§ Work required
Search the entries for the word "grass". Copy every line where it turns up.

--- START ---

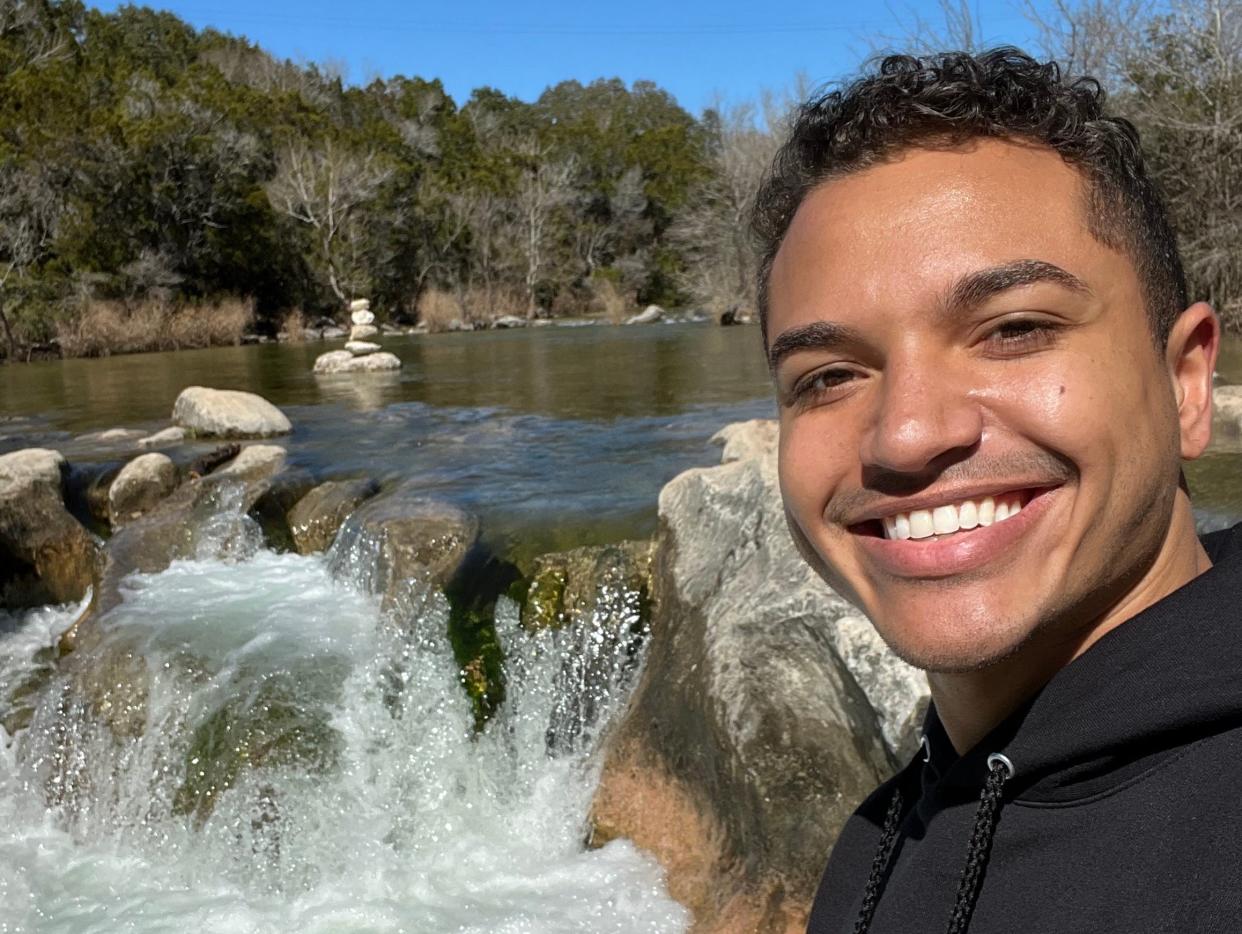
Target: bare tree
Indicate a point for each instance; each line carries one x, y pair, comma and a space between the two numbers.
545, 185
328, 188
714, 231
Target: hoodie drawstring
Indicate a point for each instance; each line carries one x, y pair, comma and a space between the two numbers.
1000, 770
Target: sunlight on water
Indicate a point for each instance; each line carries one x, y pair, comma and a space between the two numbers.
306, 764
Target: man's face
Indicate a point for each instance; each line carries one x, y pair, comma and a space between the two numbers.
978, 432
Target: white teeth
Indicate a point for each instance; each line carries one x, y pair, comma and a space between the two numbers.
986, 511
968, 514
944, 518
948, 519
922, 524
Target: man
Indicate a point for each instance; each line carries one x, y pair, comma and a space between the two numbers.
989, 375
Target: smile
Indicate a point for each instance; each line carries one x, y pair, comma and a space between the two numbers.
950, 518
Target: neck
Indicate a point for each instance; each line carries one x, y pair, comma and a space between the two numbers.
970, 704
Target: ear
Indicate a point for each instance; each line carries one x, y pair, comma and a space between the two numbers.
1194, 343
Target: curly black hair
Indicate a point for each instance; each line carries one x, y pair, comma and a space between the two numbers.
947, 99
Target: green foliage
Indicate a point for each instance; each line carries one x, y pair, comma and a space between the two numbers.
160, 159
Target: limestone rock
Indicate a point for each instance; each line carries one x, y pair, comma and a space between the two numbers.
142, 483
46, 557
167, 437
225, 412
650, 314
344, 362
403, 539
766, 708
319, 514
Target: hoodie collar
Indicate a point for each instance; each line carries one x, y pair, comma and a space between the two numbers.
1155, 684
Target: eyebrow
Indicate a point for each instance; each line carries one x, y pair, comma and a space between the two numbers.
966, 293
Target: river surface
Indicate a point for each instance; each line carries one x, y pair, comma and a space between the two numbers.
381, 810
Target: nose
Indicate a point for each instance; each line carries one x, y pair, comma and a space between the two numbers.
924, 419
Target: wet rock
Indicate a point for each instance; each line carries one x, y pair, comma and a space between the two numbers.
139, 486
345, 362
253, 463
167, 437
319, 514
225, 412
403, 539
46, 555
648, 316
749, 738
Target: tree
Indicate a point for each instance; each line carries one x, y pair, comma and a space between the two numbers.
328, 188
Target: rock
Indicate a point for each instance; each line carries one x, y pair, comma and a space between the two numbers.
1227, 405
344, 362
319, 514
112, 436
403, 539
650, 314
142, 483
164, 439
226, 412
602, 595
766, 708
46, 555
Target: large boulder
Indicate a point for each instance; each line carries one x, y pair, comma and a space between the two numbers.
318, 516
344, 362
46, 555
749, 738
139, 486
226, 412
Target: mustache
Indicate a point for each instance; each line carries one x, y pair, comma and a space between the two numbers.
879, 485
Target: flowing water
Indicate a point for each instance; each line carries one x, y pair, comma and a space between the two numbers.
308, 763
294, 759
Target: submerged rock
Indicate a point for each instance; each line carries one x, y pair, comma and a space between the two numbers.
226, 412
46, 555
319, 514
749, 738
139, 486
167, 437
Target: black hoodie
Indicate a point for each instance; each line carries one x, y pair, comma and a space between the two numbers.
1117, 805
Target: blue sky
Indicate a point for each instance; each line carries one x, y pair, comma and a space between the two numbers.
699, 51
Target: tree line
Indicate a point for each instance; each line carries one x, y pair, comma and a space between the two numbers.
163, 185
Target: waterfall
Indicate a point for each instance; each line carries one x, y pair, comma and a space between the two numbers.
266, 750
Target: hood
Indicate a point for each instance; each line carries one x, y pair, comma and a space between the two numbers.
1150, 687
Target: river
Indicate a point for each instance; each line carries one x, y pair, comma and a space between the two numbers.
385, 810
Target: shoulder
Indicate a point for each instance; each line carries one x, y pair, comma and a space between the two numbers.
845, 878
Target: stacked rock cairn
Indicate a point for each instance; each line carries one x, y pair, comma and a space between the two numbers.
362, 352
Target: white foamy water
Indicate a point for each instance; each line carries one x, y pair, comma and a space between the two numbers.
362, 799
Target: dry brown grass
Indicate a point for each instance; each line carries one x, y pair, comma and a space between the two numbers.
439, 308
104, 328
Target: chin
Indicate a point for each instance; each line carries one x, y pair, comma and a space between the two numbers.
959, 642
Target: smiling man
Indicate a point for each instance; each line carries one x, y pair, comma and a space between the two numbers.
989, 375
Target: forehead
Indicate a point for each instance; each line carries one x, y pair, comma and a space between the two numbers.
901, 232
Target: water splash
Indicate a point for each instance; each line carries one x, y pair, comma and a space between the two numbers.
309, 763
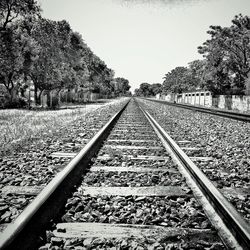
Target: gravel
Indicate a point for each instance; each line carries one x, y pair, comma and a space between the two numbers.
224, 139
31, 164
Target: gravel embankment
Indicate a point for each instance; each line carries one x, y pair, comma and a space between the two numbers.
175, 210
32, 165
225, 140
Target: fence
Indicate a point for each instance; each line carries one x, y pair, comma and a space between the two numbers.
205, 98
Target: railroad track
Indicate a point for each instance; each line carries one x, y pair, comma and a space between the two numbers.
130, 186
222, 113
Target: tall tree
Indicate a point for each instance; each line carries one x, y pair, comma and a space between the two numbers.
228, 56
178, 80
11, 10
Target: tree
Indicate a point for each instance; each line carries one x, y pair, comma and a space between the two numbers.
17, 53
121, 86
228, 56
145, 90
156, 88
178, 80
11, 10
17, 49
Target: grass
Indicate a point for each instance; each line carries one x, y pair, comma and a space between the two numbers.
20, 126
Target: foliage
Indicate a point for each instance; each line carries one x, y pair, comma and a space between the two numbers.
48, 54
227, 54
11, 10
145, 90
179, 79
121, 86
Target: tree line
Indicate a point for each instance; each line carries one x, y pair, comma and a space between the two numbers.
224, 69
47, 54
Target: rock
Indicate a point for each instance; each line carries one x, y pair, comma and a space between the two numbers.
87, 242
56, 241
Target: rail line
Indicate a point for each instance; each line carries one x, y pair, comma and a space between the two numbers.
124, 184
223, 113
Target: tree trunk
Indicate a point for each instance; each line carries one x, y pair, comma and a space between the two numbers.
37, 100
247, 83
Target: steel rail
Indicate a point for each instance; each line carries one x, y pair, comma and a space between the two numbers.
232, 219
23, 233
223, 113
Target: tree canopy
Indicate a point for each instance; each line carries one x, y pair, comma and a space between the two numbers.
225, 68
48, 54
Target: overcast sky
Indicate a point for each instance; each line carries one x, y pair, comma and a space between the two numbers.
144, 39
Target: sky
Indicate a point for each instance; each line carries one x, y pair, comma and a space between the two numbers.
142, 40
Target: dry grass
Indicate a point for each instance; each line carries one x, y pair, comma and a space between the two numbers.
20, 126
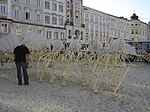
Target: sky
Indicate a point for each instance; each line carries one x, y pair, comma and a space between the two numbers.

--- END ---

§ Written answer
Target: dry brown grass
Target: grass
Target: dry grass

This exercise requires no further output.